[Pointing dataset listing]
------------------------

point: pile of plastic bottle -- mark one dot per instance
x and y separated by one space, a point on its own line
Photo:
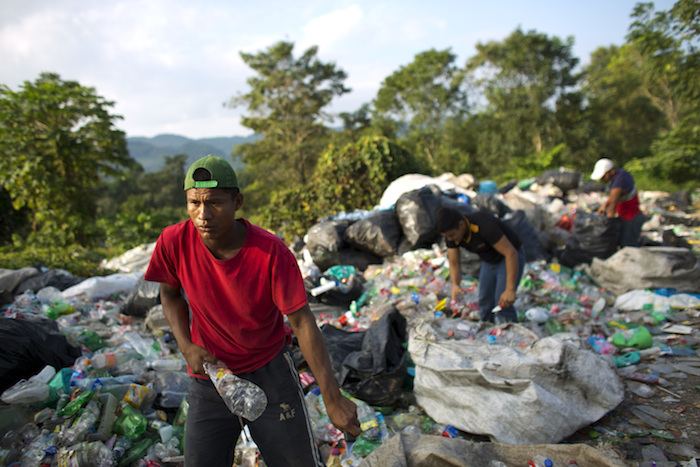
122 402
102 410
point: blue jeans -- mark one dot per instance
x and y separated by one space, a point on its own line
283 432
492 283
631 230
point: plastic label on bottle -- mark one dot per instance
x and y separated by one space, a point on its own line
135 395
449 432
369 424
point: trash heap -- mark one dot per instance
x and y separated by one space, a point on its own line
92 376
609 349
120 402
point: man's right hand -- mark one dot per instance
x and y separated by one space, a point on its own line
196 355
343 414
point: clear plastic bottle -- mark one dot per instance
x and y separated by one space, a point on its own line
82 425
109 415
541 461
167 364
112 359
142 345
241 396
369 424
26 392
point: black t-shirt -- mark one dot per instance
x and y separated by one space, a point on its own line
484 231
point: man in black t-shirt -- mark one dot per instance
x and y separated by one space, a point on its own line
501 253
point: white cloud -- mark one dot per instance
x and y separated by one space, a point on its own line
170 64
325 31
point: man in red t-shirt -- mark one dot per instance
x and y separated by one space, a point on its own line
622 201
239 282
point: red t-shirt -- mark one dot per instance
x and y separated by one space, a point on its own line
237 305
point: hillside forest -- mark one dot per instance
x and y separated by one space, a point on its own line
71 194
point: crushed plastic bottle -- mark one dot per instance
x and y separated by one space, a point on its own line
241 396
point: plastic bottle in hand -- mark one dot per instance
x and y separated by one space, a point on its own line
240 395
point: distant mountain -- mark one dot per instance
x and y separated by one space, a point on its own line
150 152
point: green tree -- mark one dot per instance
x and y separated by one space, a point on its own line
419 100
623 119
668 46
286 106
146 202
522 79
667 43
345 179
57 139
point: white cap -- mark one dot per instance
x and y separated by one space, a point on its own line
602 167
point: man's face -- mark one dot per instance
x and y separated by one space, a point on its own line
213 212
456 235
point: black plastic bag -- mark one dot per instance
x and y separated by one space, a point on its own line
51 278
144 296
565 180
340 344
529 237
491 203
416 212
10 279
378 234
593 236
325 241
376 373
28 346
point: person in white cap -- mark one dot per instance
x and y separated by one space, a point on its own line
622 201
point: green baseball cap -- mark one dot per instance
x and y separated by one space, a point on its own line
211 172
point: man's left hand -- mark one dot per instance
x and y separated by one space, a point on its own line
507 299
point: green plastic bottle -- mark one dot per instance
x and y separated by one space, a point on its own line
553 326
131 423
639 338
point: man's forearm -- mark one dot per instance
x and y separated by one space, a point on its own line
177 314
313 347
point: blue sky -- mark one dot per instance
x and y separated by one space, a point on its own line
169 65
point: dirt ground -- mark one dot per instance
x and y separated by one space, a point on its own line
663 426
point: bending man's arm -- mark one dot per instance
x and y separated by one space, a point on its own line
177 313
453 257
340 409
609 208
504 247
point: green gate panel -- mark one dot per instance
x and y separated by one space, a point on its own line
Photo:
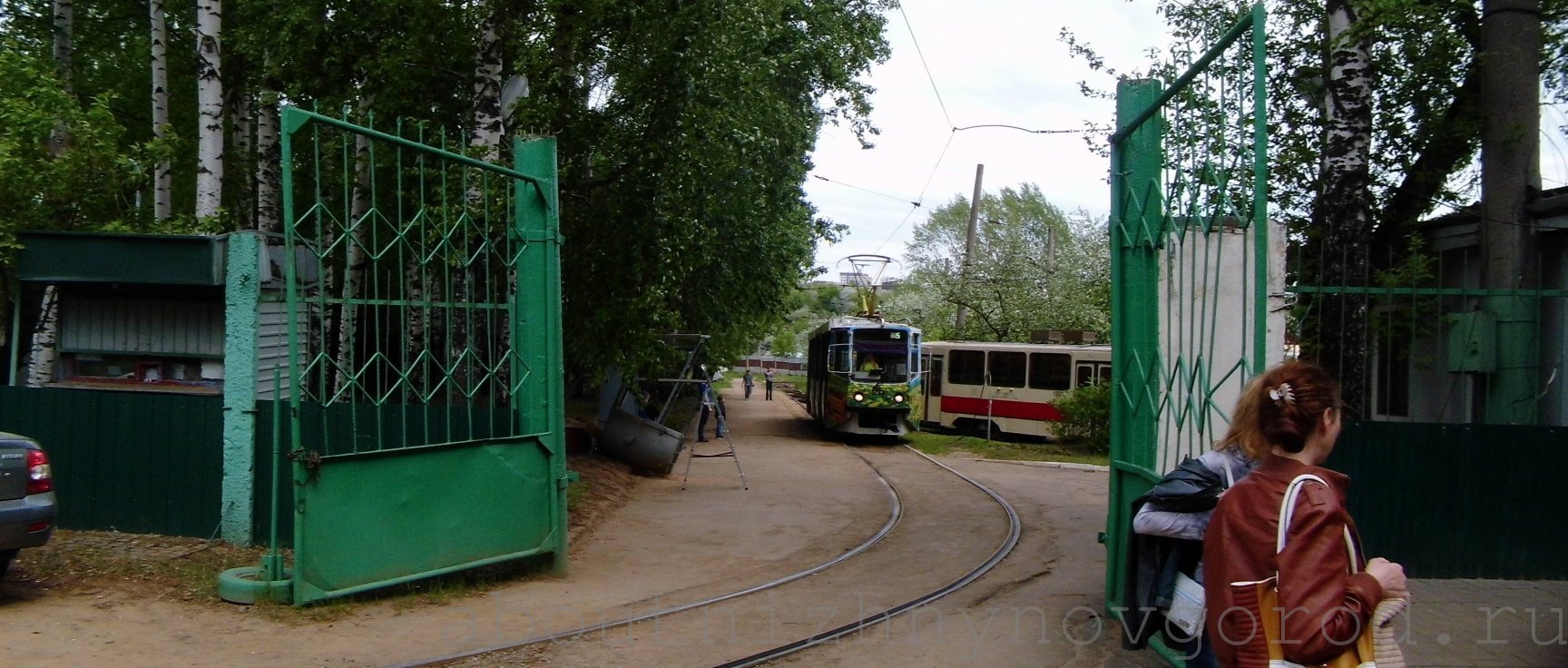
424 413
1458 501
375 519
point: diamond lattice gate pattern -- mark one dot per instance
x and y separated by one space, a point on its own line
1193 267
424 370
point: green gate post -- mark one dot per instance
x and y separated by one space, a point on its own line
241 293
1135 232
536 329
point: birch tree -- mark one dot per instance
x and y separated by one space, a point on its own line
1346 206
209 101
159 38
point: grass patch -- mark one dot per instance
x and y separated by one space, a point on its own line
934 443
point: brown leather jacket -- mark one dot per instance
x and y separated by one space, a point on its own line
1324 604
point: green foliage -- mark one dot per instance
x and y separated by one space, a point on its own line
684 132
86 182
1426 99
1085 416
1034 269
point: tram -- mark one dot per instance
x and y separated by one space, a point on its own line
1007 388
863 375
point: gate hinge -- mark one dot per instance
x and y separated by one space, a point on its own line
311 458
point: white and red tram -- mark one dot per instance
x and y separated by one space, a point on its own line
1014 386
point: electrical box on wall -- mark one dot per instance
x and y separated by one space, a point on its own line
1473 342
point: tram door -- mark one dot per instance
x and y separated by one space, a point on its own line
932 389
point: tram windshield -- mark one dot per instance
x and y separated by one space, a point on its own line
882 357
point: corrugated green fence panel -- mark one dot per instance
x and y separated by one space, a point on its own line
131 461
1458 501
372 519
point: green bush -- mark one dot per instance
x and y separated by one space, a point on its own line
1085 418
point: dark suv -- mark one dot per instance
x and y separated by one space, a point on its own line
27 497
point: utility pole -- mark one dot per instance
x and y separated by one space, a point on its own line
969 247
1510 167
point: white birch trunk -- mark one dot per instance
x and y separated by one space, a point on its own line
1346 206
162 179
209 103
41 358
241 129
64 55
64 19
486 85
486 144
269 165
353 262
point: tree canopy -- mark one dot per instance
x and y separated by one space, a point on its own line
684 131
1034 269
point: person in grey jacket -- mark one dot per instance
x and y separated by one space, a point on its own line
1171 518
1230 465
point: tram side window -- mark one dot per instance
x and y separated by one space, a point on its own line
966 368
1007 368
1085 375
1049 370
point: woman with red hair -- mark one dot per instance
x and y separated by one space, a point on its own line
1288 420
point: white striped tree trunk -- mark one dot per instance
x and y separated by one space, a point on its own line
162 181
209 103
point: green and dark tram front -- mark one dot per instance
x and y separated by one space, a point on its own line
864 377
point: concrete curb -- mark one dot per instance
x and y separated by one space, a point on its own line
1048 465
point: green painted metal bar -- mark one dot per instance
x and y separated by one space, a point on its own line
299 118
1128 127
540 224
16 333
1421 290
1259 228
1135 182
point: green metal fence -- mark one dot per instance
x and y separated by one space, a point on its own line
424 418
1458 501
129 461
1191 267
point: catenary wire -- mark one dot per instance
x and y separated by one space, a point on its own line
924 64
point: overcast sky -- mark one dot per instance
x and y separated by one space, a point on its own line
995 62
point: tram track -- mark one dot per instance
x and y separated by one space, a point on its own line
863 622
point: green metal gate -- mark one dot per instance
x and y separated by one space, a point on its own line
424 370
1193 269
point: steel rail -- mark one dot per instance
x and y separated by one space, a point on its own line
896 506
870 620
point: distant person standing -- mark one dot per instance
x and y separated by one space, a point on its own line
708 408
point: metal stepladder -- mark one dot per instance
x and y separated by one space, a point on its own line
730 450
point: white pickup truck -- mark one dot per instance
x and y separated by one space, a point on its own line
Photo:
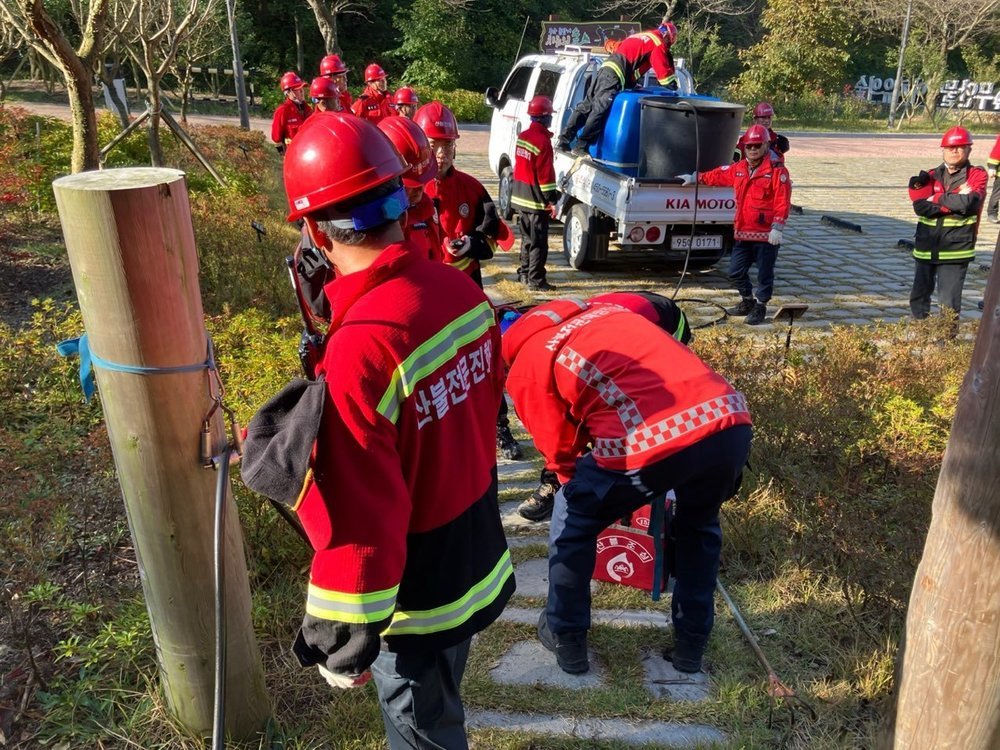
611 202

------------------------

YOUR GOAL ::
Render every line of the listing above as a JSON list of strings, one string per line, leaving out blank lines and the pictures.

THE RESULT ::
[
  "point: pile of plastic bottle -- mark one dot per instance",
  "x and y separated by one space, a point on its own line",
  "Photo:",
  "122 402",
  "102 410",
  "point: blue jeans -- mark one dot per instance",
  "x and y separated by one space, a point on its own line",
  "283 432",
  "492 283",
  "631 230",
  "point: plastic label on bottle -- mark one dot per instance",
  "x and y separated by one space, a point on its own line",
  "135 395",
  "449 432",
  "369 424",
  "point: trash heap -- mark one dot per instance",
  "x and y separated by one space, a point on its own line",
  "92 376",
  "609 349",
  "120 402",
  "point: man's right hand -- mark one dot per instance",
  "x and y separated by one space, a point on its own line",
  "196 355",
  "343 414",
  "point: clear plastic bottle -- mark one dot per instance",
  "x and y separated by one space, a point on its own line",
  "82 425",
  "109 415",
  "541 461",
  "167 364",
  "112 359",
  "142 345",
  "241 396",
  "369 424",
  "26 392",
  "point: black t-shirt -- mark one dot per instance",
  "x and y separated by one space, a point on its own line",
  "484 231",
  "point: man in black t-shirt -- mark one dot per instance",
  "x and y separated by one space, a point on its own line",
  "501 253",
  "point: white cloud -- mark one dot per instance",
  "x and y separated by one space, a point on its own line",
  "170 64",
  "325 31",
  "point: man in red t-shirt -- mark one dot per instance",
  "x and y separated by one space, a point on its own line",
  "622 201",
  "239 282",
  "point: red t-shirt -- mark one dot per instance",
  "x and y separated by one space, a point on its own line",
  "237 305",
  "point: hillside forest -- mark one dot per instance",
  "x and y separated by one space, a point on its own line",
  "71 194",
  "point: crushed plastic bottle -- mark one dot per instance",
  "x and y separated by one space, a point on its own line",
  "241 396",
  "point: plastic bottle in hand -- mark one dot per instance",
  "x and y separated by one space, a point on its own line",
  "240 395",
  "point: distant mountain -- mark one dot per instance",
  "x and y separated by one space, a point on its own line",
  "150 152",
  "point: green tree -- mark one dot per instance",
  "x and y separated by one space, a point on its own line",
  "419 100",
  "623 119",
  "668 46",
  "286 106",
  "146 202",
  "522 79",
  "667 43",
  "345 179",
  "57 139",
  "point: white cap -- mark one dot per instance",
  "x and y separated by one space, a point on its own line",
  "602 167",
  "point: man's face -- mark one dot per instance",
  "x and y separated by one space, a point on its own line",
  "213 212",
  "456 235",
  "point: black plastic bag -- mark one dot per instance",
  "x and y separated by one space, a point on its own line",
  "51 278",
  "144 296",
  "565 180",
  "340 344",
  "529 237",
  "491 203",
  "416 212",
  "10 279",
  "378 234",
  "593 236",
  "325 241",
  "376 373",
  "28 346",
  "point: person in white cap -- mark one dot per instance",
  "x and y separated by one space, a point on its own line",
  "622 201",
  "point: green baseball cap -- mark one dot per instance",
  "x and y separated by one space, a point on its own line",
  "211 172",
  "point: man's left hand -- mark one dot per instance",
  "x and y separated by one space, a point on its own line",
  "507 299",
  "point: green plastic bottle -- mark one dot per instance",
  "x and y separated by one space, a point on its own line",
  "553 326",
  "131 423",
  "639 338",
  "point: man's forearm -- mark one dot per instance",
  "x and y separated by one space, a point on its own line",
  "177 314",
  "313 347",
  "point: blue sky -- mark one dot per instance",
  "x and y separated by one space, a point on its own line",
  "169 65",
  "point: dirt ground -- mark one dot per instance",
  "x and y separated by one space, a point on its own line",
  "663 426",
  "point: bending man's arm -- mark one dot per instance",
  "x and y separated by one space, a point on its own line",
  "177 313",
  "453 257",
  "340 409",
  "609 208",
  "504 247",
  "point: green gate panel -- mark one dot per instance",
  "x and y separated by one space, a point on its own line",
  "Photo:",
  "424 413",
  "1458 501",
  "375 519",
  "point: diamond lattice gate pattern -- mark one dot per instance",
  "x and y separated by one space, a point on its own line",
  "1193 267",
  "424 370",
  "point: green gate post -- mark one dot per instance",
  "x and y separated by one space, a point on its own line",
  "241 293",
  "1135 232",
  "536 329",
  "point: birch tree -- mark one dot per instance",
  "x and y separated by one space, a point on its own line",
  "1346 206",
  "209 101",
  "159 38",
  "point: grass patch -- mark one dot per instance",
  "x and y separated by one space, a point on its own line",
  "934 443",
  "point: brown leather jacket -- mark one dot per instance",
  "x and y separated by one space, a point on its own line",
  "1324 604",
  "point: green foliage -- mark one dot per instance",
  "x and y separated by one space, a point on its own line",
  "684 132",
  "86 182",
  "1426 99",
  "1085 416",
  "1034 269",
  "point: tram -- mark one dot per instance",
  "x and y separated by one space, a point on its own line",
  "1007 388",
  "863 375",
  "point: gate hinge -- mark one dot per instance",
  "x and y separated by one space, a point on its own line",
  "311 458",
  "point: white and red tram -- mark one dot per instance",
  "x and y separated by one space, a point on its own line",
  "1014 386",
  "point: electrical box on wall -- mark one dot per instance",
  "x and y separated by one space, a point on its own line",
  "1473 342",
  "point: tram door -- mark one dot per instance",
  "x and y separated by one space, a point on its own line",
  "932 389",
  "point: tram windshield -- mark one dot per instance",
  "x and y separated by one space, a point on its own line",
  "882 357",
  "point: corrugated green fence panel -- mark one dot per instance",
  "x and y separated by one space, a point on its own line",
  "131 461",
  "1458 501",
  "372 519",
  "point: green bush -- mark one dot per instance",
  "x and y separated by one space, a point on its own line",
  "1085 418",
  "point: dark suv -- mark one dot per instance",
  "x and y separated by one space, a point on its own line",
  "27 497",
  "point: utility pole -- mark one dot per instance",
  "x and y separated by one space, a point on its own line",
  "969 247",
  "1510 167",
  "point: white birch trunk -- mark one dot per instance",
  "x and y separated by one space, a point on its own line",
  "1346 206",
  "162 179",
  "209 103",
  "41 358",
  "241 129",
  "64 55",
  "64 19",
  "486 85",
  "486 144",
  "269 165",
  "353 262",
  "point: tree canopy -- mark one dot per instance",
  "x and y separated by one space, a point on its own line",
  "684 131",
  "1034 269",
  "point: person in grey jacket -- mark one dot per instance",
  "x and y separated by one space, a point on its own line",
  "1171 518",
  "1230 465",
  "point: tram side window -- mark one dot per instance",
  "x and y separated by one space, a point on its own line",
  "966 368",
  "1007 368",
  "1085 375",
  "1049 370",
  "point: woman with red hair -- mark one dot per instance",
  "x and y separated by one space, a point on its own line",
  "1288 420",
  "point: white striped tree trunk -- mark one dot per instance",
  "x and y separated by one space, a point on its own line",
  "162 181",
  "209 103",
  "point: green and dark tram front -- mark one dot per instance",
  "x and y separated by one space, a point on its own line",
  "864 377",
  "point: concrete curb -- mark one dot per instance",
  "x and y separated by one space, a point on its own line",
  "1048 465",
  "point: green painted metal bar -- mark one dot per instance",
  "x and y separated by one space, a point on its own line",
  "299 118",
  "1128 127",
  "540 224",
  "16 333",
  "1421 290",
  "1259 228",
  "1135 182",
  "point: green metal fence -- mark one dot per instance",
  "x and y separated by one space, a point on its own line",
  "424 418",
  "1458 501",
  "129 461",
  "1191 267",
  "point: catenary wire -- mark one dot per instance",
  "x and y separated by one space, a point on its own line",
  "924 64",
  "point: overcast sky -- mark one dot per instance",
  "x and y separated by one space, a point on its own line",
  "995 62",
  "point: tram track -- mark one dot per instance",
  "x and y separated by one space, a point on its own line",
  "863 622",
  "point: green metal gate -- mark one dot per instance",
  "x and y separated by one space, a point on its own line",
  "424 370",
  "1193 269",
  "point: steel rail -- mark one dot per instance",
  "x and y separated by one space, a point on its own line",
  "896 506",
  "870 620",
  "point: distant person standing -- mark one dot per instance",
  "x and y separated by one space, a point on its own line",
  "708 408",
  "point: metal stepladder -- mark one dot per instance",
  "x and y separated by one space, a point on its own line",
  "730 450",
  "point: white pickup truck -- mark one dot per instance",
  "x and y separated by one space, a point on its own line",
  "Photo:",
  "611 202"
]